Input for this task>
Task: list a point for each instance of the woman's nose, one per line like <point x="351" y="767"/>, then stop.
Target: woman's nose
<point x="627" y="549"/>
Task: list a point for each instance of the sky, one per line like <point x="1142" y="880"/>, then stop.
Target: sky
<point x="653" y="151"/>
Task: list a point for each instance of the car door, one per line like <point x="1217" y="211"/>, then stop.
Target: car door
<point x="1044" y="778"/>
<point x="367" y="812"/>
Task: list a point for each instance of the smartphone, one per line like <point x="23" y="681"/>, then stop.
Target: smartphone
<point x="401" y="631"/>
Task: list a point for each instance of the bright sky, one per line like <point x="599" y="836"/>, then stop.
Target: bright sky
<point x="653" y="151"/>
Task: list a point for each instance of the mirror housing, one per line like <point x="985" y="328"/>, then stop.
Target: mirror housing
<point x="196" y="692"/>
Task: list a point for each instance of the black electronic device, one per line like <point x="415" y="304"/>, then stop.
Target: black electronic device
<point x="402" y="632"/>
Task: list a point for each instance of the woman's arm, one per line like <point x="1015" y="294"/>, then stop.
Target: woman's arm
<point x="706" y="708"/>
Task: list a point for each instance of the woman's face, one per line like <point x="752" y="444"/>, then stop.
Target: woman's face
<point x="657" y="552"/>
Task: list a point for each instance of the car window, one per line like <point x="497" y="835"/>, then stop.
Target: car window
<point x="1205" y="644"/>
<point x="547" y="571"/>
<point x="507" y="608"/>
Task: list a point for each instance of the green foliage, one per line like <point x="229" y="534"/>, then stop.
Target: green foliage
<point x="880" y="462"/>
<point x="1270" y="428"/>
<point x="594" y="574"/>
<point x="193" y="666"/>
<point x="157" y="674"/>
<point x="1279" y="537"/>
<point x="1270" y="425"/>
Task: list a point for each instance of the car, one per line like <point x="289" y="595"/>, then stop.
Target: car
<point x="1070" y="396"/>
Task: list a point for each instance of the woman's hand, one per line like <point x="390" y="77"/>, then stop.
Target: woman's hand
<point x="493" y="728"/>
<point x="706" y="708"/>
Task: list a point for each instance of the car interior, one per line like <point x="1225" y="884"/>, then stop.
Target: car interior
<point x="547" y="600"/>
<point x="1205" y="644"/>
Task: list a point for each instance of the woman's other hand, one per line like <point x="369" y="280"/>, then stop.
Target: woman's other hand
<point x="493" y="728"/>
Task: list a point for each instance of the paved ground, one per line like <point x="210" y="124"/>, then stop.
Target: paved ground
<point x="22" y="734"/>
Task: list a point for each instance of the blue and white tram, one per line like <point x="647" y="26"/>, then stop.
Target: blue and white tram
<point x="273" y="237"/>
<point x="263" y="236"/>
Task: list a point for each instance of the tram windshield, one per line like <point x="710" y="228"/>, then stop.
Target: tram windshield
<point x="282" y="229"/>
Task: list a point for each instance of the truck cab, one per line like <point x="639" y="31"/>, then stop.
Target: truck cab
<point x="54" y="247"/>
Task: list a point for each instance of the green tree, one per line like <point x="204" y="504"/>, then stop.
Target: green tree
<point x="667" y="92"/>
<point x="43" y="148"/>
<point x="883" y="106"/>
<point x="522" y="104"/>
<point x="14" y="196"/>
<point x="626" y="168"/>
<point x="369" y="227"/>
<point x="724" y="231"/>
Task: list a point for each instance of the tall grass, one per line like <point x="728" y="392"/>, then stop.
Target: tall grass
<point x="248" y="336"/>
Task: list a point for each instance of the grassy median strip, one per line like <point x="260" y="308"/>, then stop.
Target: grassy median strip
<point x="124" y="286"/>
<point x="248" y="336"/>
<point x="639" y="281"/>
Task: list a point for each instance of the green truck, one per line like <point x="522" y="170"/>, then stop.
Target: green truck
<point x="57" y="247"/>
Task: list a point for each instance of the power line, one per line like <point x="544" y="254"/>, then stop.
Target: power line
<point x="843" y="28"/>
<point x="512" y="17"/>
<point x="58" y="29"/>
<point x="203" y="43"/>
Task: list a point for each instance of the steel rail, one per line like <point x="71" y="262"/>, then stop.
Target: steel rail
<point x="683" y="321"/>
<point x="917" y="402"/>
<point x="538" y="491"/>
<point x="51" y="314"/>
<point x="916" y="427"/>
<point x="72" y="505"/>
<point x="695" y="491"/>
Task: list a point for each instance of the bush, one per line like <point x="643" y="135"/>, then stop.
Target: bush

Task details> Repeat exactly the lines starting at the line with "Task: list a point for each instance of the tall" and ending with the final line of the entries. Include nothing else.

Answer below>
Task: list a point for each instance of the tall grass, one per line like <point x="728" y="392"/>, then stop.
Target: tall grass
<point x="248" y="336"/>
Task: list a point for each instance of the grassy median strip, one per line like <point x="260" y="308"/>, then stop.
Target: grassy median strip
<point x="124" y="286"/>
<point x="248" y="336"/>
<point x="639" y="281"/>
Task: list a point for each instance of the green truck, one per line like <point x="522" y="170"/>, then stop.
Target: green truck
<point x="57" y="247"/>
Task: list a point for each instance of the power line, one per line like <point x="544" y="254"/>, then stop.
Target: power line
<point x="843" y="28"/>
<point x="512" y="17"/>
<point x="58" y="29"/>
<point x="203" y="43"/>
Task: list a point for each instance of the steel rail, one per line like <point x="71" y="262"/>, then stop.
Target: steel rail
<point x="683" y="321"/>
<point x="917" y="402"/>
<point x="538" y="491"/>
<point x="51" y="314"/>
<point x="916" y="427"/>
<point x="72" y="505"/>
<point x="695" y="491"/>
Task: list a point for each instance of the bush, one per line like <point x="643" y="135"/>, then stop.
Target: bush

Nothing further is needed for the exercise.